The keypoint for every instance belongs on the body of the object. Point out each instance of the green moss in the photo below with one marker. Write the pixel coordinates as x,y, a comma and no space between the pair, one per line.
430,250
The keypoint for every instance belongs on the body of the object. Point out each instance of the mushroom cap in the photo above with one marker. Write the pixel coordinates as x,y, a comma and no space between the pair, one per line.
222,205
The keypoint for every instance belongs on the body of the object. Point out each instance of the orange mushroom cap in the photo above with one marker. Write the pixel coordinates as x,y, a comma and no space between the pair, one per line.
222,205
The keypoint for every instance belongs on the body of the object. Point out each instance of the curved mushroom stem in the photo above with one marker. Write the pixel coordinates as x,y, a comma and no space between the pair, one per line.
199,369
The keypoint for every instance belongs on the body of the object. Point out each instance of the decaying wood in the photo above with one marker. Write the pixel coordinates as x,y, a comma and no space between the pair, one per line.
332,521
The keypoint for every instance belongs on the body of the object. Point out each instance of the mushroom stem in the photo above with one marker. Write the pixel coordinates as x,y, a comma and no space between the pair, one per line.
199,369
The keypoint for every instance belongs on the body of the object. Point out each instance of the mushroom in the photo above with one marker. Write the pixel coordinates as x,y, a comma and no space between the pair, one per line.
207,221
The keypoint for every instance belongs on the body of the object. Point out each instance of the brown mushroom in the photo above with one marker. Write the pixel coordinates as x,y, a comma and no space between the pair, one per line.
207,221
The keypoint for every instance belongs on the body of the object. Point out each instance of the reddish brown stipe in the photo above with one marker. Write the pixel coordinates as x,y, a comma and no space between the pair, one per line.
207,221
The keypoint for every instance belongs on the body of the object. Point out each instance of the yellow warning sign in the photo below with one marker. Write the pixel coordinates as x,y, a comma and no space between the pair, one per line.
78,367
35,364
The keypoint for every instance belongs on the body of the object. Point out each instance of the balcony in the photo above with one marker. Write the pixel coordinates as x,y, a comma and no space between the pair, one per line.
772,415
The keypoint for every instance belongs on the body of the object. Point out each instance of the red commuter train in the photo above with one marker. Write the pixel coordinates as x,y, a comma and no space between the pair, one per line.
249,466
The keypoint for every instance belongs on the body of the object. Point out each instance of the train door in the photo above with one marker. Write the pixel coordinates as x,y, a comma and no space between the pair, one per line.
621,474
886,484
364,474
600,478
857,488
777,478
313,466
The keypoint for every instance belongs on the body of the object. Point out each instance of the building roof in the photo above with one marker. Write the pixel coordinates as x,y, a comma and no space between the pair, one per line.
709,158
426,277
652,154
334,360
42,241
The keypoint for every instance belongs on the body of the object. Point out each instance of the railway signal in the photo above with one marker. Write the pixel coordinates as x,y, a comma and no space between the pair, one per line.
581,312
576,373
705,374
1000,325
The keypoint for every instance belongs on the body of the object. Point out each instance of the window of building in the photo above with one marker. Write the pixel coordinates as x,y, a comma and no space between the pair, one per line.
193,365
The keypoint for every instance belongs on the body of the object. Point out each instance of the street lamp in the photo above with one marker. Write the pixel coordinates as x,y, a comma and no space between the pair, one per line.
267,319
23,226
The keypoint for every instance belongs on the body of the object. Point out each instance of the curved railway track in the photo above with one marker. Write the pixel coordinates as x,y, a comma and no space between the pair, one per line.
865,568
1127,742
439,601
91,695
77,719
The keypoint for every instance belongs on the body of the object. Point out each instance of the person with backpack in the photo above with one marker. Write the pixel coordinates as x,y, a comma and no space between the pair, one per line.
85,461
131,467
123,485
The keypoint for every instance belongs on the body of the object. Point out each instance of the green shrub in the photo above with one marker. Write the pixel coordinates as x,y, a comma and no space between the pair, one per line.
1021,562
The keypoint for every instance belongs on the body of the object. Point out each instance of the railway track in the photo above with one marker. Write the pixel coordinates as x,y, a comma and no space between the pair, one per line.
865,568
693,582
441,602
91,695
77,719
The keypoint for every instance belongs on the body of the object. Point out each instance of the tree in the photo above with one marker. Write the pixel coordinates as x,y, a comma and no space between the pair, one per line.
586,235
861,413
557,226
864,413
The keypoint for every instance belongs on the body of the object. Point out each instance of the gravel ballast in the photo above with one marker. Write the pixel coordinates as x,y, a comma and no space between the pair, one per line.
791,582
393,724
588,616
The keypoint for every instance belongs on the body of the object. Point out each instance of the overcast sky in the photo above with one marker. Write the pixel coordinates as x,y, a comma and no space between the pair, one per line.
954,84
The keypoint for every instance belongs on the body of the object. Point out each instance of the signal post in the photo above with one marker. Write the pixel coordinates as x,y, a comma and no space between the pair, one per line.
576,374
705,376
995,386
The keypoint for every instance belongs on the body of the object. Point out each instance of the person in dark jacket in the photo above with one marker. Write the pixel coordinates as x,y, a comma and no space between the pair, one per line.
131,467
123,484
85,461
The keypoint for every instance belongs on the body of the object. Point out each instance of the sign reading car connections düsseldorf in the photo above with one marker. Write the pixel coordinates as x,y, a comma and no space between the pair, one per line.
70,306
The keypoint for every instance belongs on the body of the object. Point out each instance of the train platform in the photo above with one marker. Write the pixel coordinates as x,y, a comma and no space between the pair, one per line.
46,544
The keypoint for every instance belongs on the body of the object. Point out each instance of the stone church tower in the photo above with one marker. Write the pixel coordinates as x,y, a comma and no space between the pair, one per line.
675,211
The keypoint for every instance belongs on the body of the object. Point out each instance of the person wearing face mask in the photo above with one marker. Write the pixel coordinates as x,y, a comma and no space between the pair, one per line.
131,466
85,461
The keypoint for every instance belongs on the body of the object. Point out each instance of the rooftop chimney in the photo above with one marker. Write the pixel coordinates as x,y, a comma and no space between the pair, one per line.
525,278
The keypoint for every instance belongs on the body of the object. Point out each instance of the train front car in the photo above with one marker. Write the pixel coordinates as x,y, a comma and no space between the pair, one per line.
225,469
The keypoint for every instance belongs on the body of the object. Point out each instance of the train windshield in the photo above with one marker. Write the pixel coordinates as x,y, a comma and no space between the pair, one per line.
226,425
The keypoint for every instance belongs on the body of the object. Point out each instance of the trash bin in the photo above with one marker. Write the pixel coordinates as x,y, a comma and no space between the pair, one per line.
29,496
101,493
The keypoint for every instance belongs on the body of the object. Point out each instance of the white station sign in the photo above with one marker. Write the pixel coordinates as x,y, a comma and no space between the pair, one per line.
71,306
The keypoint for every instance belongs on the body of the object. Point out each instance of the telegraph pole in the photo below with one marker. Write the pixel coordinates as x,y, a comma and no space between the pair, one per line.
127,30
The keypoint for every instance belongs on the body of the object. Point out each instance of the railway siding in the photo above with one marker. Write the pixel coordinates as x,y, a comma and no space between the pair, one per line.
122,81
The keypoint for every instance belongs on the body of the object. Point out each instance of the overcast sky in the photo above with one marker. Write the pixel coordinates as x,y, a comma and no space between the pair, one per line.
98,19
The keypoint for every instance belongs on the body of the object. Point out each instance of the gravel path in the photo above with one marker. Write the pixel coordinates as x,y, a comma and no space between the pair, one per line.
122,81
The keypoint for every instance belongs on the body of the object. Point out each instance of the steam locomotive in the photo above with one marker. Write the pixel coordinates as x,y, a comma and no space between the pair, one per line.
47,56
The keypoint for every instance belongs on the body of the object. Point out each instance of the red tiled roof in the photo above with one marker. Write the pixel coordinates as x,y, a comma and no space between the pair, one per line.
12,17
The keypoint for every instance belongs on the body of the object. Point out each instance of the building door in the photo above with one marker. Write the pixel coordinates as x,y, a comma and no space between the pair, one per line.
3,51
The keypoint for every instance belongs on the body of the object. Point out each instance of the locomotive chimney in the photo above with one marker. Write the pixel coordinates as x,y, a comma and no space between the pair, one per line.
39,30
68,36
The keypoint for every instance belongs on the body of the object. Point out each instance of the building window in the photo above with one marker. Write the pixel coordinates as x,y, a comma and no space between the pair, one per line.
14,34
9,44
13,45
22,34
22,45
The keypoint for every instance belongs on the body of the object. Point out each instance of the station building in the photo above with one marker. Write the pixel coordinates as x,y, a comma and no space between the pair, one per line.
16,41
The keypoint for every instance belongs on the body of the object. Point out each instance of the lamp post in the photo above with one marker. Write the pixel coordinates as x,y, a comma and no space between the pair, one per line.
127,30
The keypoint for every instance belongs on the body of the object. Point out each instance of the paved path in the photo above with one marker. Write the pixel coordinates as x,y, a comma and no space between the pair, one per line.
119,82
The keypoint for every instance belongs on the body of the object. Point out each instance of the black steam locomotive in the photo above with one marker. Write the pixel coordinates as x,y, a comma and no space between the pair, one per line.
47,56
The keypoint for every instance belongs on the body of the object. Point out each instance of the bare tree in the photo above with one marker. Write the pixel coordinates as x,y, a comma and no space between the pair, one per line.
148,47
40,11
□ □ □
_Problem description_: Give the lines of the rows above as a JSON list of strings, one string per line and no blank lines, covering the stretch from the line containing "of the locomotive" through the last line of the rows.

_Exercise answer_:
[
  "The keypoint for every instance belongs on the body of the object. Point out each instance of the locomotive chimney in the photo above with one marker. Write the pixel coordinates as x,y, a comma and no space between the pair, one per line.",
  "39,30",
  "68,36",
  "The keypoint for every instance belongs on the body of the object. Point out each instance of the building window in the photo above with one marker. Write the pixel coordinates as x,y, a comma and no space between the pair, one per line.",
  "14,34",
  "9,44",
  "13,45",
  "22,34",
  "22,45",
  "The keypoint for every instance belongs on the body of the object. Point out each instance of the station building in the photo above with one marker. Write the pixel coordinates as x,y, a comma and no space between the pair, one per line.",
  "16,41",
  "The keypoint for every instance belongs on the body of the object. Point out each instance of the lamp post in the photo above with one marker. Write the pixel coordinates as x,y, a comma and no space between the pair, one per line.",
  "127,30",
  "The keypoint for every instance belongs on the body of the object. Point out each instance of the paved path in the photo above with one marker. Write the pixel coordinates as x,y, a comma and no space between the pair, one per line.",
  "119,82",
  "The keypoint for every instance belongs on the body of the object. Point out each instance of the black steam locomotive in the photo above with one marker. Write the pixel coordinates as x,y, a comma and no space between the pair, one per line.",
  "47,56",
  "The keypoint for every instance belongs on the body of the object. Point out each instance of the bare tree in the photo above with one marker. Write the pixel coordinates as x,y, a comma and no space between the pair, one per line.",
  "148,47",
  "40,11"
]